- Materials provided:

%%

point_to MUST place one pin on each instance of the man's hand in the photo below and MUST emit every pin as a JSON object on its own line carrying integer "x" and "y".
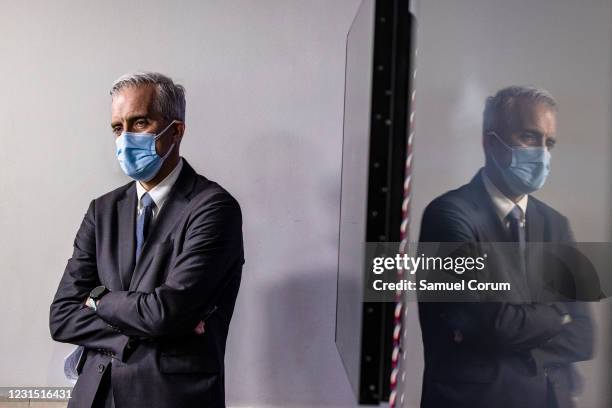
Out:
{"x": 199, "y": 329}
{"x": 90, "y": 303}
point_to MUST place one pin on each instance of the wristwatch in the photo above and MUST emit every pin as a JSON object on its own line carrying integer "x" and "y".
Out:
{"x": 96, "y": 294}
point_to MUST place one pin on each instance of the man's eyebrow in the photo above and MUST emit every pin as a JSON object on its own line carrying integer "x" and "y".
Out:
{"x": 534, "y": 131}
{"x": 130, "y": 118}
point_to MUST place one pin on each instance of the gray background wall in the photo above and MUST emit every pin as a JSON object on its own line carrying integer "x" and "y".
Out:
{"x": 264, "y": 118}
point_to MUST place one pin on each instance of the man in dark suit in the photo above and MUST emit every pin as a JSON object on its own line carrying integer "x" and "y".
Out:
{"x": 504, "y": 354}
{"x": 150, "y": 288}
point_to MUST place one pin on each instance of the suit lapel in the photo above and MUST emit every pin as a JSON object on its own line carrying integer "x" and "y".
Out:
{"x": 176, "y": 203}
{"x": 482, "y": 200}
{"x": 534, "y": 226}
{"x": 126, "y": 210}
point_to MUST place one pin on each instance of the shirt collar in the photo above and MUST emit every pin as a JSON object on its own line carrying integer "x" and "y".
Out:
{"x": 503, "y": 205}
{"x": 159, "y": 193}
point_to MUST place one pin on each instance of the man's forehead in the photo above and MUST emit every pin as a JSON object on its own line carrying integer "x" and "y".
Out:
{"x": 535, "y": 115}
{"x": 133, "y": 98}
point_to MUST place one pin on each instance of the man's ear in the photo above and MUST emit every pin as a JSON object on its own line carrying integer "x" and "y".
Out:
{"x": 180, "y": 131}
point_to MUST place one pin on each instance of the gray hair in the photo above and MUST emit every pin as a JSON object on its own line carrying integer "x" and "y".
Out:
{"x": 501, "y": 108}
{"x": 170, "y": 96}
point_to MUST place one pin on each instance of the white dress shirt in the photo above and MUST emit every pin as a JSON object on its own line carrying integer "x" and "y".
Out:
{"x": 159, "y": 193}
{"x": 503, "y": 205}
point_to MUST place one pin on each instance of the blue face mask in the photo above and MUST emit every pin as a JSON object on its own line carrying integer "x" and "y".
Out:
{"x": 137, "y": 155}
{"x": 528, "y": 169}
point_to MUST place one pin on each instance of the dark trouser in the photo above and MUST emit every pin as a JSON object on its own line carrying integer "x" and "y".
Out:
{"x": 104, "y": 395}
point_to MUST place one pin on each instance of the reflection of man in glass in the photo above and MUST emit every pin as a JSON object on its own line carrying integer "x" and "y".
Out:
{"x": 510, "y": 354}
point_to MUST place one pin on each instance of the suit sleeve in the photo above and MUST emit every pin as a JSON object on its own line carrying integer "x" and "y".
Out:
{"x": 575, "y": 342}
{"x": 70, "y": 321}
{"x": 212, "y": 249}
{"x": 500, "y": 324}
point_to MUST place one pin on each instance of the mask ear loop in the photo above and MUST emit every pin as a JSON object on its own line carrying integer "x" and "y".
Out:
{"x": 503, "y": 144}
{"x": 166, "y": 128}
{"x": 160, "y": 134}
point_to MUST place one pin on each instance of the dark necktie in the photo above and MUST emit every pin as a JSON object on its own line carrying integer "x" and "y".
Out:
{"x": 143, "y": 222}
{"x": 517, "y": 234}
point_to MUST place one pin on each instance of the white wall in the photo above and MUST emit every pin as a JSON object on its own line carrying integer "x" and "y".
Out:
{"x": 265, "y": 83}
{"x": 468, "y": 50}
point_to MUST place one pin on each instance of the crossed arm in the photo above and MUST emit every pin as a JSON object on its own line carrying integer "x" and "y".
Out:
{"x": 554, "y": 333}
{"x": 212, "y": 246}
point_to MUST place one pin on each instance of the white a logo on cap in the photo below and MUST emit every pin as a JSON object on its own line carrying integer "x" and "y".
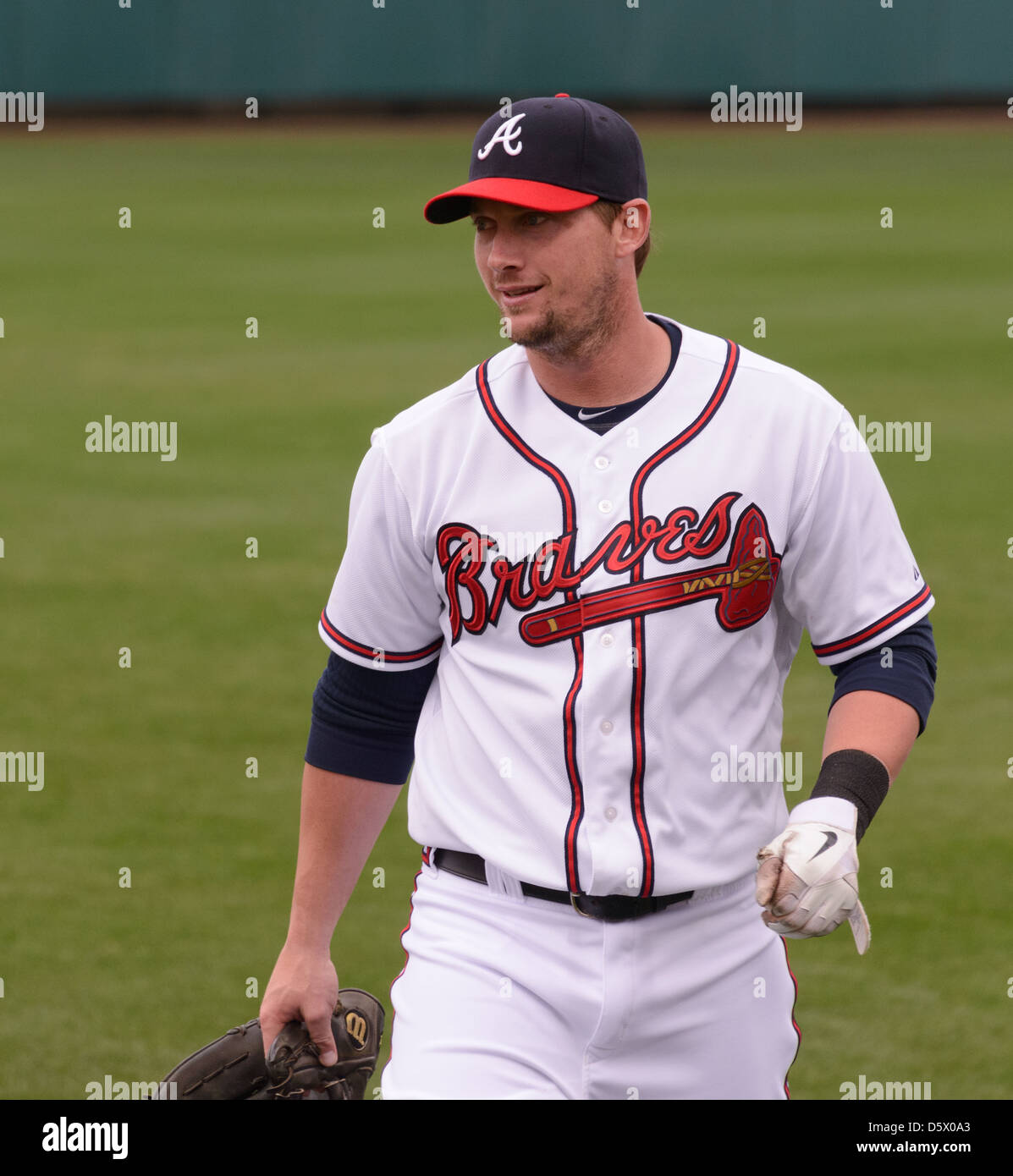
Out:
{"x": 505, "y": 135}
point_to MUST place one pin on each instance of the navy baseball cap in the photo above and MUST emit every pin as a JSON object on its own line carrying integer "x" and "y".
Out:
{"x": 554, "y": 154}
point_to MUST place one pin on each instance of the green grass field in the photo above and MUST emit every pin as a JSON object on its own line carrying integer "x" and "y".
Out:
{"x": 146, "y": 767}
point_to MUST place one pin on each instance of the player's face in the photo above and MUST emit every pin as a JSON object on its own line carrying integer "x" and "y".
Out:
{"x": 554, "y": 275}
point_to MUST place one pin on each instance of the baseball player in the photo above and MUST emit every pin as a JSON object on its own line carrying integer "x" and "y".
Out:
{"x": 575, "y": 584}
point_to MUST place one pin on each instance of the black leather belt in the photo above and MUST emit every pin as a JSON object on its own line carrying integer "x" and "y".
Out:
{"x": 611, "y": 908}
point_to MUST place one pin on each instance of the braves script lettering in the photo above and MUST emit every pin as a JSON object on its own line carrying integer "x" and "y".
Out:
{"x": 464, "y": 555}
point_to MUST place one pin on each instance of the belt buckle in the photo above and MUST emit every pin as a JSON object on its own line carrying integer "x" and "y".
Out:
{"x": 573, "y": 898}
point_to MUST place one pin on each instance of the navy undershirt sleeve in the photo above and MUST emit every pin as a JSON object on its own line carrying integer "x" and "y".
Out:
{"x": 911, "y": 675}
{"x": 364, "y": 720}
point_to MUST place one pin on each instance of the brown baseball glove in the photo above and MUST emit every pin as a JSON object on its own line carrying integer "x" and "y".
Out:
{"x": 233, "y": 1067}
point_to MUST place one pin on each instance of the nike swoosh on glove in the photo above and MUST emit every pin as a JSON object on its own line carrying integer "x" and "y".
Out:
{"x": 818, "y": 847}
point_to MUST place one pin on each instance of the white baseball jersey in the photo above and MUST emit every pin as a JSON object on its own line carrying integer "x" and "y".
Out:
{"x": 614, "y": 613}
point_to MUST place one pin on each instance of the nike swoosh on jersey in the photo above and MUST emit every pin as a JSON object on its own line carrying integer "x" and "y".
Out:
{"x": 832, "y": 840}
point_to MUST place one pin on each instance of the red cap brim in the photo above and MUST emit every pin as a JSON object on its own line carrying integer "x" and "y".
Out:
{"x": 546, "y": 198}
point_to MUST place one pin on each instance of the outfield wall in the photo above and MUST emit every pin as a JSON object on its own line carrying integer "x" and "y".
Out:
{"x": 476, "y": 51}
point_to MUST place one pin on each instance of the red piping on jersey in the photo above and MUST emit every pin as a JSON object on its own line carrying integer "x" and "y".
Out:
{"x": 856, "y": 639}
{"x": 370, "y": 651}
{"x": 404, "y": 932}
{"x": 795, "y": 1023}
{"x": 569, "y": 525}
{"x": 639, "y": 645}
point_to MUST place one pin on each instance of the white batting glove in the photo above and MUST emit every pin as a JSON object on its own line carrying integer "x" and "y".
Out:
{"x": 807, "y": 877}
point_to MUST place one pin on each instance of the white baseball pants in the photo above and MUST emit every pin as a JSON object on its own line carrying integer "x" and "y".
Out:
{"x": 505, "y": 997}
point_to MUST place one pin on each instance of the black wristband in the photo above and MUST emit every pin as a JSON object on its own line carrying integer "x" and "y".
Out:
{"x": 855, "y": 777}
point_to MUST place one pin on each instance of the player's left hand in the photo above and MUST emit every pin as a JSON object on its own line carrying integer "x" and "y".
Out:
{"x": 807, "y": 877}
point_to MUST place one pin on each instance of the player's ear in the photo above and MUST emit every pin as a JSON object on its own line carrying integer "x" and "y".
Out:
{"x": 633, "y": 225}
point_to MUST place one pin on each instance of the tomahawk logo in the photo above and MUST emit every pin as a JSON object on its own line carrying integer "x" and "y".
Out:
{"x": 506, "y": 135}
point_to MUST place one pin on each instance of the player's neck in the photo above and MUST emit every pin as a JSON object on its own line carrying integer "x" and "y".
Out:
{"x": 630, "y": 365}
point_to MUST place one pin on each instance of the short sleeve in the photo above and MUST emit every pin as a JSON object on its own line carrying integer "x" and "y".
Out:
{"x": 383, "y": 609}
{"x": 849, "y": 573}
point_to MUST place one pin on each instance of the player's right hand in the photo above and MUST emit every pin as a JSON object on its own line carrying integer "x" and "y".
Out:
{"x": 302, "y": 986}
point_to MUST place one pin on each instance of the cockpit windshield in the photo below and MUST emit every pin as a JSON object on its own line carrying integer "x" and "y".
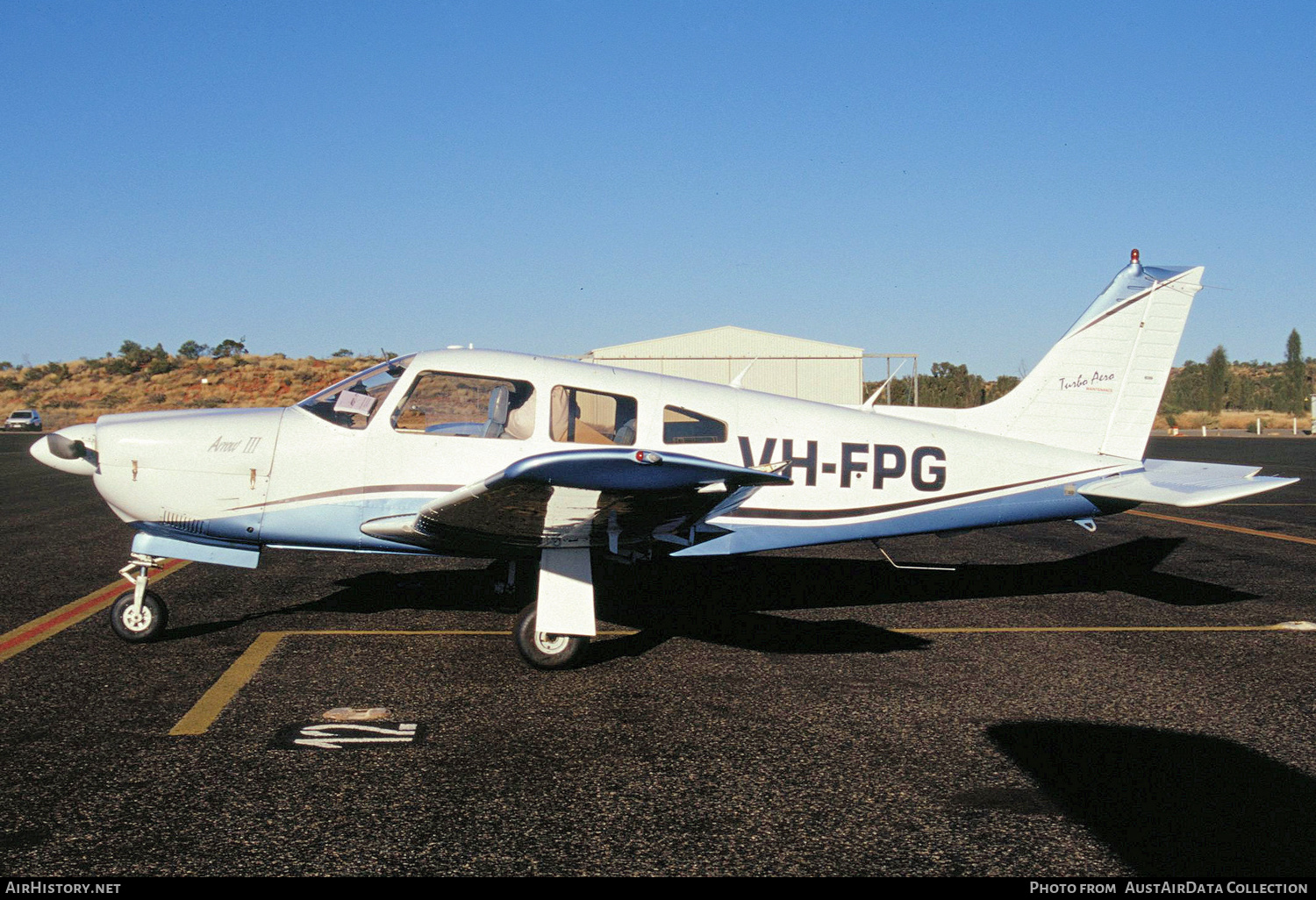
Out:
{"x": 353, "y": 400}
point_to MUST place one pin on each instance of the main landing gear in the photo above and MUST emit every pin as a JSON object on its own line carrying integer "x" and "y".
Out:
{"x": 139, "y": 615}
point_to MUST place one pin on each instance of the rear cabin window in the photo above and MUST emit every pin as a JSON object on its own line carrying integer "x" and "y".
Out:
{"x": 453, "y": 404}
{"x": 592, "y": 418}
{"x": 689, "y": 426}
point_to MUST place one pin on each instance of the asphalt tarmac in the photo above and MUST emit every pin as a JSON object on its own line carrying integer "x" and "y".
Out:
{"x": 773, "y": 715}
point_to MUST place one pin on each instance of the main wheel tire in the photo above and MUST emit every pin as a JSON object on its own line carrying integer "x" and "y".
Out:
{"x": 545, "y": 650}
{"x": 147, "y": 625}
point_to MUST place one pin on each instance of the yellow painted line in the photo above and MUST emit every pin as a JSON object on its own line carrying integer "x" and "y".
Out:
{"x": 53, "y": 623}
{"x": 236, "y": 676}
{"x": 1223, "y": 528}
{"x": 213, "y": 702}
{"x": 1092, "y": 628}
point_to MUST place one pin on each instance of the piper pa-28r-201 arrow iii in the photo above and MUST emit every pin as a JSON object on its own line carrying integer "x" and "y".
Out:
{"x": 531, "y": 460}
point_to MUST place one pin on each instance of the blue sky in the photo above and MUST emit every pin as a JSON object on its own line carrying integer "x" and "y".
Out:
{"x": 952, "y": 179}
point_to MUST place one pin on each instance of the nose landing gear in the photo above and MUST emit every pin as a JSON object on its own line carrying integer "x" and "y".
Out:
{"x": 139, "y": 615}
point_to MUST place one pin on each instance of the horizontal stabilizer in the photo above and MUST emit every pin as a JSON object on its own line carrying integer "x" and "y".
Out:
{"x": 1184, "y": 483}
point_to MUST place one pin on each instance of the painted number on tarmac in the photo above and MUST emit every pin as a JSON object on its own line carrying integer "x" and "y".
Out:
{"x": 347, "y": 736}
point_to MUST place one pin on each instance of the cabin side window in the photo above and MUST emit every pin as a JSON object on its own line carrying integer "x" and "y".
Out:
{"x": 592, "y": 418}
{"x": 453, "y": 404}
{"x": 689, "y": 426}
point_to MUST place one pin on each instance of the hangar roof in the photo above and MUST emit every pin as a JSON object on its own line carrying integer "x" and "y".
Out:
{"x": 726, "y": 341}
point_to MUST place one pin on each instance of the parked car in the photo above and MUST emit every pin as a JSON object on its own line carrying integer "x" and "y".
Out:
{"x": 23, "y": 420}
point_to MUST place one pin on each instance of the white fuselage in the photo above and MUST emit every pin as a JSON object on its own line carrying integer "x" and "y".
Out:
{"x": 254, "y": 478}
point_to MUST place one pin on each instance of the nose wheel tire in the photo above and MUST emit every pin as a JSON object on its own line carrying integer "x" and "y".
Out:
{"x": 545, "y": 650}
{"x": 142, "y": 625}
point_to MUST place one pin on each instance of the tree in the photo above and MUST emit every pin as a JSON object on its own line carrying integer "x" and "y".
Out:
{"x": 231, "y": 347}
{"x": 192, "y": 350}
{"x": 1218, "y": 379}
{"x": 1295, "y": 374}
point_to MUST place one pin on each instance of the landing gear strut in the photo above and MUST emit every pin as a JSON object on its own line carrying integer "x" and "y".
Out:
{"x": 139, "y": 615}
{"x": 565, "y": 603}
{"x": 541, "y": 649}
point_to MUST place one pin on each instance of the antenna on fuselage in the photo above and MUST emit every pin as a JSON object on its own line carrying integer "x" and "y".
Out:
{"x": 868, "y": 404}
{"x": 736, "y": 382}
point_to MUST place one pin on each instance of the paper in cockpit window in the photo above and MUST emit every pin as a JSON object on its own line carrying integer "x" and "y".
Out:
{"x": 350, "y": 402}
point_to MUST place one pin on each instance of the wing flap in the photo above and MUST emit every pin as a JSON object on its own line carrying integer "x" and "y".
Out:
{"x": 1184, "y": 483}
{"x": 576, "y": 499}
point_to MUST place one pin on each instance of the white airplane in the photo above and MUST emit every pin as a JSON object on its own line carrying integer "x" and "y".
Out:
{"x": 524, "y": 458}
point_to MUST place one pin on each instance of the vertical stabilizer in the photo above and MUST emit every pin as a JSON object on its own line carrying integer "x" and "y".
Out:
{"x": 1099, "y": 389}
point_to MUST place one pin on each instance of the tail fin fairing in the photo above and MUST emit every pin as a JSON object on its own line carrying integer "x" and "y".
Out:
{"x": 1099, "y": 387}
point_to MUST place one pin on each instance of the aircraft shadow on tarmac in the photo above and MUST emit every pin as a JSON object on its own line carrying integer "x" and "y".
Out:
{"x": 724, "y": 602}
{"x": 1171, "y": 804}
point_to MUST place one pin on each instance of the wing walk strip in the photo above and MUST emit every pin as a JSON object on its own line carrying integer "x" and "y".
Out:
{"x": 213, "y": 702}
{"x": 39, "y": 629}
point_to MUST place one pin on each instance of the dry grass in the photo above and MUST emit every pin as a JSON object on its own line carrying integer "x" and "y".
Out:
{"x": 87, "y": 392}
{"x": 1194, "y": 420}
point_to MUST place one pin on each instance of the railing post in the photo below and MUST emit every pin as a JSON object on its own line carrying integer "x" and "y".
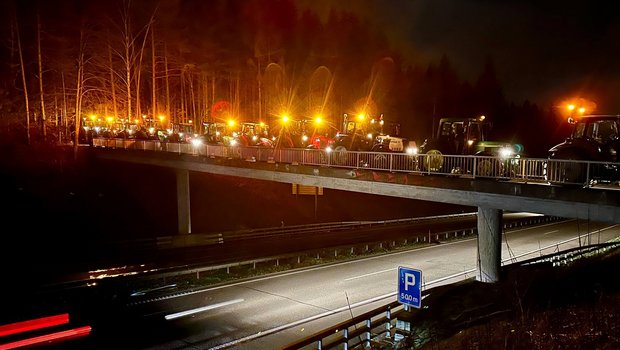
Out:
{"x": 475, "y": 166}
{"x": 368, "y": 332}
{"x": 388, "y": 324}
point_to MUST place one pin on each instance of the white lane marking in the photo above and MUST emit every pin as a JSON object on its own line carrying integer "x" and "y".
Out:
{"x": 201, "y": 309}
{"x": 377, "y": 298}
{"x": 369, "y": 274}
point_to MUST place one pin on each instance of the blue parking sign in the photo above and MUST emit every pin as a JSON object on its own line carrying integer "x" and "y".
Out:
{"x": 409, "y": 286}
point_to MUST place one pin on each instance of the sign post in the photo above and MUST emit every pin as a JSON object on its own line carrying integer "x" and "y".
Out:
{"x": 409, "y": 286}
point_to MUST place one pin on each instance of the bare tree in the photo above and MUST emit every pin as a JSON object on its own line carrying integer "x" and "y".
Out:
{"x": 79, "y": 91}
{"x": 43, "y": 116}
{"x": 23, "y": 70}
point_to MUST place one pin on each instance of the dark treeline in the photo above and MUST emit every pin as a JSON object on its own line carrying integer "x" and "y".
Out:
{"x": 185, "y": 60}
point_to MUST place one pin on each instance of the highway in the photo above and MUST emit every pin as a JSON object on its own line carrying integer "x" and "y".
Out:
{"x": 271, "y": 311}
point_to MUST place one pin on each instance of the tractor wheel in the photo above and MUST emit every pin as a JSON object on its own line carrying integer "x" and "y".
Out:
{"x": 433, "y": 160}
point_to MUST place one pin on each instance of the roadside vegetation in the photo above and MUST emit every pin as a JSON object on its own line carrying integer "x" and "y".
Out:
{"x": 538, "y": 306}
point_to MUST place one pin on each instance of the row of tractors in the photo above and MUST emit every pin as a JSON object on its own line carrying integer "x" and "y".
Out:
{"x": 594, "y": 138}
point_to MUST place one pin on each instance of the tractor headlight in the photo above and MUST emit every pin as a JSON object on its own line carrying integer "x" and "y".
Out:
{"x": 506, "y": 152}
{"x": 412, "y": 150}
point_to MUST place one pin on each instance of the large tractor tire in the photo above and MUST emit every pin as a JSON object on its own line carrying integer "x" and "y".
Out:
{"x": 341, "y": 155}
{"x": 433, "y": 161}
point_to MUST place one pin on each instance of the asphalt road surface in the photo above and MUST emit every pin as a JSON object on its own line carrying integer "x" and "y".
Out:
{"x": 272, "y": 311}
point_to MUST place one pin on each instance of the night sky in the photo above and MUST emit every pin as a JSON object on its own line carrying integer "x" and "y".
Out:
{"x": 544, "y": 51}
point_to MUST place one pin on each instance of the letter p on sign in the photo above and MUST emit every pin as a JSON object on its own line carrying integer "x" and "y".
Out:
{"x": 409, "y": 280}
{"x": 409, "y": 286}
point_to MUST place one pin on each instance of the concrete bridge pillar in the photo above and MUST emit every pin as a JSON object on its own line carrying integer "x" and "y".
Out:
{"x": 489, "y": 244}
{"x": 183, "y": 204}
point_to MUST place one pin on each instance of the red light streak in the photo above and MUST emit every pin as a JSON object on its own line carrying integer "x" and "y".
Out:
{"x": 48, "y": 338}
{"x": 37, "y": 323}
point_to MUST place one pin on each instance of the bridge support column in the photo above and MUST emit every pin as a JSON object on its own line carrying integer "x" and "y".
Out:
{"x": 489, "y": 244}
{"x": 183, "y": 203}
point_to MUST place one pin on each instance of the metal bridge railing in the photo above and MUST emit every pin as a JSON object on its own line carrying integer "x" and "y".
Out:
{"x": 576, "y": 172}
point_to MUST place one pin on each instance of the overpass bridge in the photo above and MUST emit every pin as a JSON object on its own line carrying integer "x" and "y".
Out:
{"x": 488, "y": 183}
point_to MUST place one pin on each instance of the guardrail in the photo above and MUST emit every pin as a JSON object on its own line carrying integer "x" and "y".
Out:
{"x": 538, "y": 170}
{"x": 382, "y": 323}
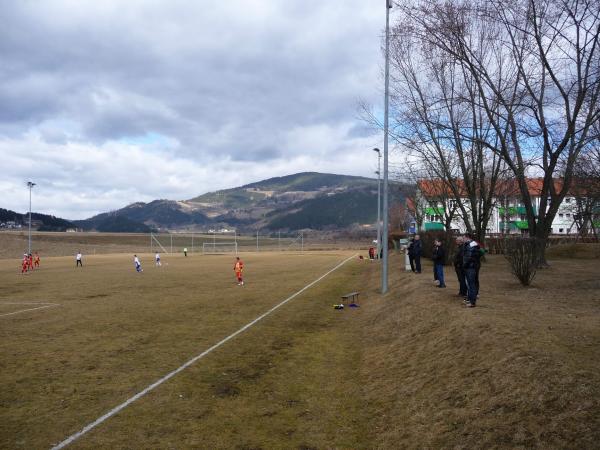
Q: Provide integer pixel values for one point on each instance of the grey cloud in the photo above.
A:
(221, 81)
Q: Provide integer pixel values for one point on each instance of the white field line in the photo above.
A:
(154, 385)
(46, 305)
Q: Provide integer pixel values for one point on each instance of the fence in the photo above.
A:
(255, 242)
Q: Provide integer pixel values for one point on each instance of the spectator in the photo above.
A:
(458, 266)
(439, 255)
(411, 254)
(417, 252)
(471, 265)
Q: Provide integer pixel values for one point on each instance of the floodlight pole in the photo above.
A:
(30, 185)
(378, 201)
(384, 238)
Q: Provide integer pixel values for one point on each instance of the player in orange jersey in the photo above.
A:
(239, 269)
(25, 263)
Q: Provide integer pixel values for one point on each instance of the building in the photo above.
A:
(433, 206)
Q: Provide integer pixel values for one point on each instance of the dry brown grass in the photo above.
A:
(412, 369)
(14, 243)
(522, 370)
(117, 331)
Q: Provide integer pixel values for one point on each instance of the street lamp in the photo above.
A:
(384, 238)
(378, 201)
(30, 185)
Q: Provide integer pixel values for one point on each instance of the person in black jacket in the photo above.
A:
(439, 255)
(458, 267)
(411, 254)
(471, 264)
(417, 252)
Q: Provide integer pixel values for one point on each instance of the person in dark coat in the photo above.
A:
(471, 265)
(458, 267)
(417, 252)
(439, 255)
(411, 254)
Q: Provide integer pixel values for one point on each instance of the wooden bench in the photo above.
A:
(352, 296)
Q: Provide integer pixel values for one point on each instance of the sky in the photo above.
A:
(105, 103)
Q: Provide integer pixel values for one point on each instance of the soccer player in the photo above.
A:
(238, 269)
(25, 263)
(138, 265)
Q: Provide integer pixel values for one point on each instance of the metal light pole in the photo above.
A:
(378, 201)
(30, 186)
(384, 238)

%%

Tell how many lines in the listing include the string "metal", and write nothing but that number.

2